■ **What is expected**
From the data below, pull out every line that contains the string "wall" and copy each one. Case matters when matching.

■ **Data lines**
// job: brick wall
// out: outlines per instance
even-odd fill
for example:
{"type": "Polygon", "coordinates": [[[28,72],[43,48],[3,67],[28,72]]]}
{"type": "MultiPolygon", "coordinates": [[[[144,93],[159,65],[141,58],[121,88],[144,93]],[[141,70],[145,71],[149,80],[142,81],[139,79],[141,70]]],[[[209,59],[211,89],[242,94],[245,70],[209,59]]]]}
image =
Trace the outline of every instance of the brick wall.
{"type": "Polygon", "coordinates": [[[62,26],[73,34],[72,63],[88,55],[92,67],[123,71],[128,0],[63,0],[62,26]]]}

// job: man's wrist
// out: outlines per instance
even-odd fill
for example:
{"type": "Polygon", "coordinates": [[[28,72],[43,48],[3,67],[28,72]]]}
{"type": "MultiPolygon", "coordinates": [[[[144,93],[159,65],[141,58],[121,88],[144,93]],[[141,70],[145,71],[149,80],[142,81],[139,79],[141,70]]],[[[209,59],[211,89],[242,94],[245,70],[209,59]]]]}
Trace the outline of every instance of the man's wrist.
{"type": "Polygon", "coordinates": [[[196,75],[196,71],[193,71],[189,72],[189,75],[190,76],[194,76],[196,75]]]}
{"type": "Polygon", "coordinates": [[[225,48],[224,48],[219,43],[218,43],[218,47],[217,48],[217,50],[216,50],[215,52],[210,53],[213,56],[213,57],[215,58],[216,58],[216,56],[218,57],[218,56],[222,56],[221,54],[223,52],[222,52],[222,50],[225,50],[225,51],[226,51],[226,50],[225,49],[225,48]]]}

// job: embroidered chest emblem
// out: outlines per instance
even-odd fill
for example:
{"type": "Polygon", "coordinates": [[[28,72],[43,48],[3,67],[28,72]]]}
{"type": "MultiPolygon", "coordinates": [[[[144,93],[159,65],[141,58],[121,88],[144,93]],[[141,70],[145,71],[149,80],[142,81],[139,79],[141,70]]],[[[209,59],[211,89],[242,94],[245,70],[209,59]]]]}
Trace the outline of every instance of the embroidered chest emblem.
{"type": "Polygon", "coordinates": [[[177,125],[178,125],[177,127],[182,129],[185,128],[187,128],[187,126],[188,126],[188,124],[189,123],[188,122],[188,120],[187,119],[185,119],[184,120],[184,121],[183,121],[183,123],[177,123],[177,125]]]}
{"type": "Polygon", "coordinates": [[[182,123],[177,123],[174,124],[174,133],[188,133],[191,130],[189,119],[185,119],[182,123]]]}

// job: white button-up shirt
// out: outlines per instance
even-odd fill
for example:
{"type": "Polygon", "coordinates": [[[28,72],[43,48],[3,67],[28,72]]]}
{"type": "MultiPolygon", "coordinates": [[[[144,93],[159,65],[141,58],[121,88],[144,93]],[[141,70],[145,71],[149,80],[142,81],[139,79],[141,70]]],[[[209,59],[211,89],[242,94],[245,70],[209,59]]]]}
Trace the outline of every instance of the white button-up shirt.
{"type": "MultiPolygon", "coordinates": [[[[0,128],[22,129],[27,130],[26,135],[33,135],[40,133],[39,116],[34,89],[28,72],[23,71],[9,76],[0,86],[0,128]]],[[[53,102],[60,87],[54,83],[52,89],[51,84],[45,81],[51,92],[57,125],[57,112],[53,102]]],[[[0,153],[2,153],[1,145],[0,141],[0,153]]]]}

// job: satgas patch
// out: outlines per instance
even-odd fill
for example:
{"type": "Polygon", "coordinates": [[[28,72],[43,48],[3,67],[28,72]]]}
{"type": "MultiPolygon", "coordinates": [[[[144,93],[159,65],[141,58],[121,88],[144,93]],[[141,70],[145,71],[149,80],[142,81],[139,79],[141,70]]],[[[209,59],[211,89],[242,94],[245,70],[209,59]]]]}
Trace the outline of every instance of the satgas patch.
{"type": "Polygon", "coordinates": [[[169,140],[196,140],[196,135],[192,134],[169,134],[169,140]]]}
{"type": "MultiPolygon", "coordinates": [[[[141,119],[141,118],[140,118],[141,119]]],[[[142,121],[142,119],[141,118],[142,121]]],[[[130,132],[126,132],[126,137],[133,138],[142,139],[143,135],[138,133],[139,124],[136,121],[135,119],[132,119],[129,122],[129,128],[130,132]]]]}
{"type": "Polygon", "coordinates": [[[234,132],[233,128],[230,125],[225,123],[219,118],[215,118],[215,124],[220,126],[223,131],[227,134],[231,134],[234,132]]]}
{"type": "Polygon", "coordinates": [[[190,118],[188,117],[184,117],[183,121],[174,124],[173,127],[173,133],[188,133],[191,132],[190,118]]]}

■ **The response**
// job: brick wall
Trace the outline of every instance of the brick wall.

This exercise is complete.